REQUIRED TASK :: Put the lines from the start of the records through the line with "<point>202,146</point>" into a JSON list of strings, one string per line, skipping blank lines and leaving out the pictures.

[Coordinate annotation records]
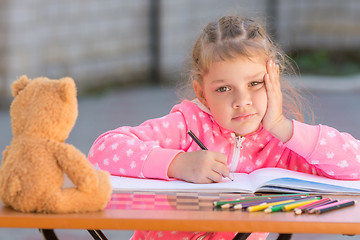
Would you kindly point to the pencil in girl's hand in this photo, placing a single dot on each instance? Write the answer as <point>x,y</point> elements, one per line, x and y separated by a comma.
<point>202,146</point>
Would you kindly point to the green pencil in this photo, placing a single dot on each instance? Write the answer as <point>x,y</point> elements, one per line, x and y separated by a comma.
<point>278,208</point>
<point>255,198</point>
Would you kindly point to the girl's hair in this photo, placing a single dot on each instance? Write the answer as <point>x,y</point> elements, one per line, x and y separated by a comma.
<point>232,37</point>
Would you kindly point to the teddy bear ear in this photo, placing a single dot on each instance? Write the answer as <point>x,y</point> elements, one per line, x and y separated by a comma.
<point>67,88</point>
<point>19,85</point>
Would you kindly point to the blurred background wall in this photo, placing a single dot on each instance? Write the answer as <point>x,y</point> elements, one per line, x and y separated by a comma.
<point>113,42</point>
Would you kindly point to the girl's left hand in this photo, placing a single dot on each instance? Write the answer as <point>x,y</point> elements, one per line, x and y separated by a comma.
<point>274,121</point>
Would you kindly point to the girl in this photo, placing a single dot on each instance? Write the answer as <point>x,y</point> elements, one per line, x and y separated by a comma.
<point>238,115</point>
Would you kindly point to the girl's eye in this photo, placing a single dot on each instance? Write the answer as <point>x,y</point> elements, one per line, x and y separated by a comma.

RESPONSE TO THIS TASK ::
[
  "Would you kindly point to the pencil in girl's hand in this photo, placing a single dot on each instance? Write the answer as <point>x,y</point> elements, one per line, x and y separated by a comma.",
  "<point>202,146</point>"
]